▶ TASK LIST
1. In the training heart rate article, rewrite the paragraph beginning "Periodically, take your pulse during your exercise session" as a bulleted list that keeps its main facts.
2. List each fitness level in the training heart rate article's intensity table, with its percentage range of heart rate reserve.
3. Extend the training heart rate article below, picking up after its final sentence.

▶ TEXT SECTION
Understanding Your Training Heart Rate
by Vicki Pierson, ACE Certified Personal Trainer


Your training heart rate is a critical element in exercise. Taking your pulse and figuring your heart rate during a workout is one of the primary indicators in ascertaining the intensity level at which you and your heart is working. There are many ways to measure exercise intensity. The Karvonen Formula is one of most effective methods used to determine your heart rate. The Ratings of Perceived Exertion and the Talk Test methods are subjective measurements that can be used in addition to taking a pulse.

The Karvonen Formula
This is a heart rate reserve formula and it’s one of the most effective methods used to calculate training heart rate. The formula factors in your resting heart rate, therefore, you’ll need to determine your resting heart rate by doing the following:

  • Prior to getting out of bed in the morning, take your pulse on your wrist (radial pulse) or on the side of your neck (carotid pulse).

  • Count the number of beats, starting with zero, for one minute. If you don’t have a stop watch or a second hand in your bedroom, you can measure the time by watching for the number to change on a digital alarm clock. Find your pulse and start counting when the minute number changes the first time, stop counting when it changes again.

  • To help assure accuracy, take your resting heart rate three mornings in a row and average the 3 heart rates together.

Another element in finding your training heart rate zone is determining the intensity level at which you should exercise. As a general rule, you should exercise at an intensity between 50% - 85% of your heart rate reserve. Your individual level of fitness will ultimately determine where you fall within this range. Use the following table as a guide for determining your intensity level:

Beginner or low fitness level . . .50% - 60%
Average fitness level . . . . . . . . 60% - 70%
High fitness level . . . . . . . . . . . 75% - 85%

Now that we’ve determined and gathered the information needed, we can pull the information together in the Karvonen Formula:

220 - Age = Maximum Heart Rate
Max Heart Rate - Rest. Heart Rate x Intensity + Rest. Heart Rate = Training Heart Rate

    For example, Sally is 33 yrs old, has a resting heart rate of 75 and she’s just beginning her exercise program (her intensity level will be 50% - 60%.) Sally’s training heart rate zone will be 131-142 beats per minute:

      Sally's Minimum Training Heart Rate:
      220 - 33 (Age) = 187
      187 - 75 (Rest. HR) = 112
      112 x .50 (Min. Intensity) + 75 (Rest. HR) = 131 Beats/Minute

      Sally's Maximum Training Heart Rate:
      220 - 33 (Age) = 187
      187 - 75 (Rest. HR) = 112
      112 x .60 (Max. Intensity) + 75 (Rest. HR) = 142 Beats/Minute

Periodically, take your pulse during your exercise session to gauge your intensity level. Typically, the easiest location for taking a pulse is on the side of your neck, the carotid pulse. Be sure not to press too hard on the carotid artery or you’ll get an inaccurate reading. Count the number of beats, always beginning with zero, for 6 seconds (then multiply by 10), or for 10 seconds (then multiply by 6) to get the number of times your heart is beating per minute. If your pulse is within your training heart rate zone, you’re right on track! If not, adjust your exercise workload until you get into your zone.

[Dataset entries]
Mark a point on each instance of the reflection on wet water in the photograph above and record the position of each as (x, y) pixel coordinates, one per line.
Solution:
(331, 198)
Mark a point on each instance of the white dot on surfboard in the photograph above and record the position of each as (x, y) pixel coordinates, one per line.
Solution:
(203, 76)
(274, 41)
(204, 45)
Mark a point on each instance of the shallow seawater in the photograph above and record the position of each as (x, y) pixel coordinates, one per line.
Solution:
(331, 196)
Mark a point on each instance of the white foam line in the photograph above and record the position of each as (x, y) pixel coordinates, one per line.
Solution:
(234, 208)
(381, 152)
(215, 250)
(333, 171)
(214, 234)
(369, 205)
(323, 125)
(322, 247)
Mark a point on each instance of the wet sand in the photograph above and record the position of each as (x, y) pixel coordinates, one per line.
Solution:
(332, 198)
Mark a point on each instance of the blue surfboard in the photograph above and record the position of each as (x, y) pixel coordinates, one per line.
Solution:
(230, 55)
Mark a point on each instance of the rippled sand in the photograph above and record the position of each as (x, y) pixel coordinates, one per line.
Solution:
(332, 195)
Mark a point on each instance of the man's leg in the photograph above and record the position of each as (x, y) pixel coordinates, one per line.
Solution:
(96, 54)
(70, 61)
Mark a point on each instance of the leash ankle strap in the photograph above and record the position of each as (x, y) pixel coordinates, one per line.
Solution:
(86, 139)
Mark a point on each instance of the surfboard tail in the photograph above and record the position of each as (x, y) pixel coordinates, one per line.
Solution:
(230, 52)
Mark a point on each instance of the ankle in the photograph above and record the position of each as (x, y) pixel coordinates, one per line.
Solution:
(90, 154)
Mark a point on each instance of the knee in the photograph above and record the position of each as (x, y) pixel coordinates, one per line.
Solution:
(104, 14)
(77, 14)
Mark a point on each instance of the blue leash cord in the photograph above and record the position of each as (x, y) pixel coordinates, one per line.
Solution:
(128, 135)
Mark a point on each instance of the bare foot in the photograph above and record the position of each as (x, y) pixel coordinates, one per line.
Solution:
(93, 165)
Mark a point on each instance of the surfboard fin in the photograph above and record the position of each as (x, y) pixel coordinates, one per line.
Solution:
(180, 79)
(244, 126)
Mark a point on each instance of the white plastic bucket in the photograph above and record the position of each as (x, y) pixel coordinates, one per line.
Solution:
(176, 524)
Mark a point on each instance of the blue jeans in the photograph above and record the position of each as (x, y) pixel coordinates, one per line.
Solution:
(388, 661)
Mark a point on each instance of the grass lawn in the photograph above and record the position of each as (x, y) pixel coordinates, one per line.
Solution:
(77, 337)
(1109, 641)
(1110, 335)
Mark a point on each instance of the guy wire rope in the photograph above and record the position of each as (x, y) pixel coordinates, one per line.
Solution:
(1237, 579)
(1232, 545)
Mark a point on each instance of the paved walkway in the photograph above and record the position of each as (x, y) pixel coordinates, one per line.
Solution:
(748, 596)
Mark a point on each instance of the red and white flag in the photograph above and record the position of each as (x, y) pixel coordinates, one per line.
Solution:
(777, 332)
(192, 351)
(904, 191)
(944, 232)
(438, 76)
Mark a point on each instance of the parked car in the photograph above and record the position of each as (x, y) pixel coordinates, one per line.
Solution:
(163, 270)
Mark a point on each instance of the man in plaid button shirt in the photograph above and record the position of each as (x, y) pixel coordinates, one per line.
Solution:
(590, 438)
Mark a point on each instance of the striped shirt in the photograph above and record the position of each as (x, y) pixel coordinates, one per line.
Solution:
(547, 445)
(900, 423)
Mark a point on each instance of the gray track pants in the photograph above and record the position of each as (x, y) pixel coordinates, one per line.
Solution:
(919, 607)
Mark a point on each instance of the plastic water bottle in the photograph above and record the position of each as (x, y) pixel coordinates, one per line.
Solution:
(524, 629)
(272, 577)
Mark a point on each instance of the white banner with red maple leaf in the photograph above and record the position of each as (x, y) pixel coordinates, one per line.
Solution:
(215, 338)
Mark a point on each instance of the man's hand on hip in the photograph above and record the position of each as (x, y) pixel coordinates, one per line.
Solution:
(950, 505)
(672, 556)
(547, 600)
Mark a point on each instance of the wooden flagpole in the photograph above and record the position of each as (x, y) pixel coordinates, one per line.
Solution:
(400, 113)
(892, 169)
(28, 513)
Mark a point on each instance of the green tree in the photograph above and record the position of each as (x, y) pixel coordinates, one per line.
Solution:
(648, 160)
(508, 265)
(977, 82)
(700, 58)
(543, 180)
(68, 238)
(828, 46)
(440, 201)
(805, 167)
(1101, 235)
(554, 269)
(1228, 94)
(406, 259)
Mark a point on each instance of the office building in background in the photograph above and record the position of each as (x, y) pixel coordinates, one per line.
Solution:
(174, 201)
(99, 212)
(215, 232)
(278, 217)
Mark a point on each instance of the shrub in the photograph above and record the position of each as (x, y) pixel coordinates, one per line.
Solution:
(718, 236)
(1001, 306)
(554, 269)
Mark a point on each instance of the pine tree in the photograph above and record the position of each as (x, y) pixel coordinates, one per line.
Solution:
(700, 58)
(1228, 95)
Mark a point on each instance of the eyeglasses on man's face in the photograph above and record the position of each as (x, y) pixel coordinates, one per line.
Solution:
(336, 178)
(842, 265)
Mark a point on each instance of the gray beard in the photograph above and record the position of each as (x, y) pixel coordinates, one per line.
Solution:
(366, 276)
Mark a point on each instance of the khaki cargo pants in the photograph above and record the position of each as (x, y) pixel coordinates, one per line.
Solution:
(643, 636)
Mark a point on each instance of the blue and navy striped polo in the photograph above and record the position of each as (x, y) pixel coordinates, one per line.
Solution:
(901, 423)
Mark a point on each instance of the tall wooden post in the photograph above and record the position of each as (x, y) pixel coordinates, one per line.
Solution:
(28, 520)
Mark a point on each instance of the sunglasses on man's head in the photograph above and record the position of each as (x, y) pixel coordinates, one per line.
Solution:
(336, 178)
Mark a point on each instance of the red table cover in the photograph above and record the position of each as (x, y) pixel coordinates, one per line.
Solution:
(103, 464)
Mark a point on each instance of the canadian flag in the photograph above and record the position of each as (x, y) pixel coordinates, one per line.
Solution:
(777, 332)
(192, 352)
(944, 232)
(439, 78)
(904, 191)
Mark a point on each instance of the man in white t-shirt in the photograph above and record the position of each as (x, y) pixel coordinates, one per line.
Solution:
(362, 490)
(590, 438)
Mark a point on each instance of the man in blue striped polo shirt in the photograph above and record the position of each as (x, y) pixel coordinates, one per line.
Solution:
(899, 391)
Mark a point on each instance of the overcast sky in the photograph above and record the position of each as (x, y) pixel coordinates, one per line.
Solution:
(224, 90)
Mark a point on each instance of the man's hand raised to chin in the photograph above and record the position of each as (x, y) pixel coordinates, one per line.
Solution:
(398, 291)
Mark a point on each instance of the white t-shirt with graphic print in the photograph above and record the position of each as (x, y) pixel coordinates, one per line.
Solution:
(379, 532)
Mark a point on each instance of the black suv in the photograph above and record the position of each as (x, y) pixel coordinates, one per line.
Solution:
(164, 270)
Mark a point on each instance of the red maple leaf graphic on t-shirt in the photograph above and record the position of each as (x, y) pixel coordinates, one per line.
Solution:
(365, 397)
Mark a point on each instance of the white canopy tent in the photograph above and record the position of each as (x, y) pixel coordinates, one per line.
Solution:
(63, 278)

▶ ANSWERS TO THE PROBLEMS
1.
- Take your pulse at intervals during exercise to gauge your intensity level.
- The carotid pulse, on the side of the neck, is usually the easiest location. Pressing too hard on the carotid artery gives an inaccurate reading.
- Count beats starting with zero, either for 6 seconds and multiply by 10, or for 10 seconds and multiply by 6, to get beats per minute.
- If your pulse is within your training heart rate zone, you're on track. If not, adjust your workload until you reach your zone.

2.
- Beginner or low fitness level: 50% - 60%
- Average fitness level: 60% - 70%
- High fitness level: 75% - 85%

3.
Ratings of Perceived Exertion (Borg Scale)
Another method that can be used in conjunction with taking your pulse is the Ratings of Perceived Exertion (RPE). This is a subjective method that allows you to rate how hard you feel you’re working. RPE can be the primary means of measuring exercise intensity if you do not have typical heart rate responses to graded exercise. These people include those on beta blocking medications, some cardiac and diabetic patients, pregnant women, and others who may have an altered heart rate response.

On a scale of 0 - 10, rate how you’re feeling in terms of exercise fatigue, including how you feel both physically and mentally. You should be exercising between an RPE of 4 (somewhat strong) and an RPE of 5 or 6 (strong). Use the following table to determine the intensity level:

            0 . . . . .Nothing at all
            0.5 . . . Very, very weak
            1 . . . . .Very weak
            2 . . . . .Weak
            3 . . . . .Moderate
            4 . . . . .Somewhat strong
            5 . . . . .Strong
            6
            7 . . . . .Very strong
            8
            9
            10 . . . .Very, very strong (Maximal)


The Talk-Test Method
Like the RPE, the talk test method is subjective and should be used in conjunction with taking a pulse. The talk test is quite useful in determining your comfort zone of aerobic intensity, especially if you are just beginning an exercise program. If you are able to talk during your workout without a great deal of strain, you’re most likely in your appropriate heart rate zone. Work at an intensity that allows you to breathe comfortably and rhythmically throughout all phases of your workout. This will ensure a safe and comfortable level of exercise.